### Your task
Give the lines again, unchanged, starting with the line containing "point(232, 169)" and ending with the last line of the data below.

[Photo-based referring expression data]
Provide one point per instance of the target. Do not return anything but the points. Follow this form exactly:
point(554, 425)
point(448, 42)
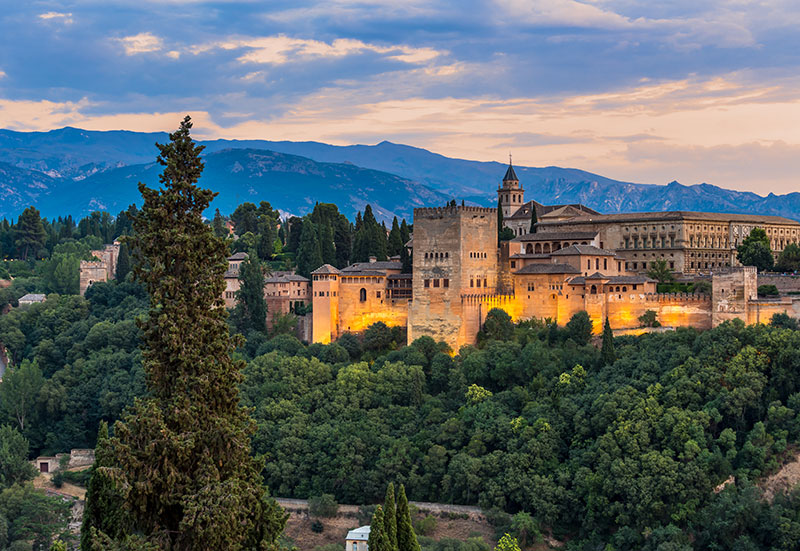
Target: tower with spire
point(510, 194)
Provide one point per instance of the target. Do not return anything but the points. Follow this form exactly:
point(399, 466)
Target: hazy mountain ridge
point(101, 168)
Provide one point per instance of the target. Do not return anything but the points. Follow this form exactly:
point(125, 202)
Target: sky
point(650, 92)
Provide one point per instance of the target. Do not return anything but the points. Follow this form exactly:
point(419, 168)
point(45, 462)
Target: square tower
point(454, 256)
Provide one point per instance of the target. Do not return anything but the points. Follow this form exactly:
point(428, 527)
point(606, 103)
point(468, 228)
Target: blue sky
point(643, 91)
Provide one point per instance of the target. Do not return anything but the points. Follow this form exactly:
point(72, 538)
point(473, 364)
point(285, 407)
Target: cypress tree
point(182, 452)
point(250, 313)
point(607, 352)
point(30, 233)
point(123, 263)
point(377, 536)
point(390, 518)
point(309, 257)
point(103, 510)
point(396, 243)
point(406, 538)
point(499, 220)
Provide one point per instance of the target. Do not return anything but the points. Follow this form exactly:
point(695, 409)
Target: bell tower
point(510, 195)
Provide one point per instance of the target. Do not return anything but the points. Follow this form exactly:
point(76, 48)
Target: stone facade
point(577, 260)
point(102, 269)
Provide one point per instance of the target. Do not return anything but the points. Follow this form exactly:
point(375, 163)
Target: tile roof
point(548, 269)
point(582, 249)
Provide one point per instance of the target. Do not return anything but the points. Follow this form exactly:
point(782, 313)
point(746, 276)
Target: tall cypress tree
point(104, 502)
point(499, 220)
point(406, 538)
point(182, 452)
point(309, 256)
point(607, 352)
point(377, 536)
point(123, 263)
point(390, 518)
point(250, 313)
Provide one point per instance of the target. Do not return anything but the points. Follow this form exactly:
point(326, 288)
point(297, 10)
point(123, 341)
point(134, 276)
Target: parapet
point(440, 212)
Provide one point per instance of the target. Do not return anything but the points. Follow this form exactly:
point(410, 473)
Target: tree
point(396, 243)
point(607, 351)
point(14, 465)
point(579, 328)
point(182, 453)
point(507, 543)
point(30, 234)
point(390, 518)
point(19, 391)
point(104, 509)
point(218, 224)
point(250, 313)
point(406, 538)
point(123, 262)
point(377, 540)
point(309, 256)
point(789, 259)
point(659, 270)
point(756, 251)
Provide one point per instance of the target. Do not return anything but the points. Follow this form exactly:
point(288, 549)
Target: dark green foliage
point(755, 250)
point(789, 259)
point(370, 238)
point(648, 319)
point(182, 453)
point(30, 234)
point(123, 262)
point(406, 538)
point(607, 352)
point(768, 291)
point(250, 312)
point(14, 465)
point(390, 519)
point(323, 506)
point(498, 326)
point(309, 256)
point(579, 328)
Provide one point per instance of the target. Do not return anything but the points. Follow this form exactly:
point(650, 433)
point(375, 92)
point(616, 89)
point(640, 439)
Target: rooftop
point(583, 250)
point(548, 269)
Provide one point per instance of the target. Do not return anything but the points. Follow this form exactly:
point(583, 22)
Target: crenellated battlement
point(439, 212)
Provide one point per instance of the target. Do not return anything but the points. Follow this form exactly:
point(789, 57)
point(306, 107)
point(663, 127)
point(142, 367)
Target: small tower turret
point(510, 194)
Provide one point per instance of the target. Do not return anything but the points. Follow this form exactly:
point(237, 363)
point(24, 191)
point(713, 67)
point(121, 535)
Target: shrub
point(323, 506)
point(425, 526)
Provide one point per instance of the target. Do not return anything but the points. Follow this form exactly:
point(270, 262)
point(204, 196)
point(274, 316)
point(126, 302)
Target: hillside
point(293, 184)
point(73, 161)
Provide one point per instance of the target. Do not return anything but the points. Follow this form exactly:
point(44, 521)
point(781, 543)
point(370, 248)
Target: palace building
point(576, 260)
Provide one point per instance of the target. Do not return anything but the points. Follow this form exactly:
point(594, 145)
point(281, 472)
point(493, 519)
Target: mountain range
point(74, 171)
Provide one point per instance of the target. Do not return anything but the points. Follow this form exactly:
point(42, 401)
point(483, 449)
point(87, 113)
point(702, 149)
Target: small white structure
point(32, 298)
point(356, 540)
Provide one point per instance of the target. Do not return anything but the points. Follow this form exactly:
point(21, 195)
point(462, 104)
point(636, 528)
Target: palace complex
point(575, 259)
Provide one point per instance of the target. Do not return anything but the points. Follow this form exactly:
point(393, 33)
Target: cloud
point(281, 49)
point(141, 43)
point(65, 18)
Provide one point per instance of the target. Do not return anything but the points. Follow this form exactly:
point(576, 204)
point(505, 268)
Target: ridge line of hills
point(75, 171)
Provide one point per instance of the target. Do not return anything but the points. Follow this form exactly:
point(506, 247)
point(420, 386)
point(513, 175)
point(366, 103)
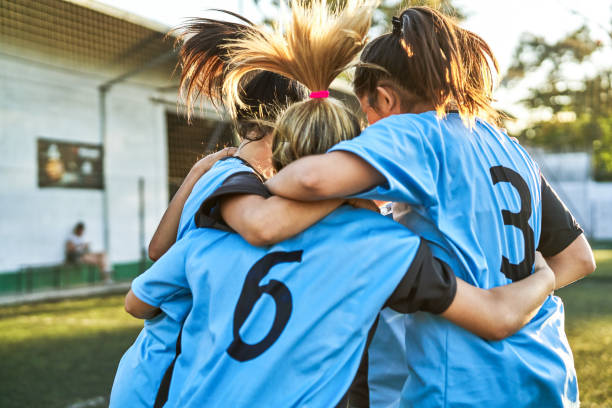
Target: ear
point(387, 101)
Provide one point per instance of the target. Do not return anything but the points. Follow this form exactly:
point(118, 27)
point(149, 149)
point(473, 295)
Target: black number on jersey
point(251, 292)
point(519, 220)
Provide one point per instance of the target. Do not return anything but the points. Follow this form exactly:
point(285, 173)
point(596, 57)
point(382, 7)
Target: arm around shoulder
point(330, 175)
point(499, 312)
point(573, 263)
point(138, 308)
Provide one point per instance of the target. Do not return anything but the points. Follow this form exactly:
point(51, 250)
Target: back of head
point(317, 44)
point(204, 59)
point(429, 59)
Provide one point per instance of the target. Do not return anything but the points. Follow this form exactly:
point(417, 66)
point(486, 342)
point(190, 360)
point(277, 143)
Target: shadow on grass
point(59, 372)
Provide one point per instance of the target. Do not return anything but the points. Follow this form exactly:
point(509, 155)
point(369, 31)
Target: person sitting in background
point(77, 251)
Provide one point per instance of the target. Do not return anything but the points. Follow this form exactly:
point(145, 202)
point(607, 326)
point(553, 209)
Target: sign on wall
point(69, 165)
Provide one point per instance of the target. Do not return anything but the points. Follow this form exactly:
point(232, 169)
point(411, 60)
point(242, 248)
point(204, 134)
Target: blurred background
point(91, 132)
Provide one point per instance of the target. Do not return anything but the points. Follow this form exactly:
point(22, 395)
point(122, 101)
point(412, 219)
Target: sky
point(500, 23)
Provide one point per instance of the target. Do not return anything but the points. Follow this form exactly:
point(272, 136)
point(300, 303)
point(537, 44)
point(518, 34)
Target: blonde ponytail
point(318, 43)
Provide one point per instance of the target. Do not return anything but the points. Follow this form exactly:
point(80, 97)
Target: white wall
point(39, 101)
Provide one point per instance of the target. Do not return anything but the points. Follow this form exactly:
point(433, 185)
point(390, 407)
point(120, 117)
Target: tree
point(581, 109)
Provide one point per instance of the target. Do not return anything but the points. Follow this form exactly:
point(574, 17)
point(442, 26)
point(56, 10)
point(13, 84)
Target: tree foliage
point(581, 109)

### Answer section
point(232, 169)
point(411, 60)
point(242, 248)
point(204, 134)
Target: blurred background
point(91, 132)
Provide one point per instance of the target. Do not return anything but the points. Follow this form exactly:
point(22, 395)
point(122, 101)
point(412, 219)
Target: sky
point(500, 23)
Provide one point per instance of the target. Do not return anything but the points. Follow this form exactly:
point(272, 136)
point(300, 303)
point(537, 44)
point(518, 34)
Target: blonde ponytail
point(318, 43)
Provide one point per instance of the target. Do not return anything but the points. Follow this form exactly:
point(80, 97)
Target: white wall
point(39, 101)
Provide one point per instance of the target. Do not return anything but the points. Follow this form exactly:
point(433, 185)
point(390, 407)
point(120, 117)
Target: tree
point(581, 109)
Provide one point per instance of the target. Do not return anything but the points. Follow this form exactly:
point(574, 17)
point(442, 26)
point(56, 10)
point(13, 84)
Target: tree foliage
point(581, 109)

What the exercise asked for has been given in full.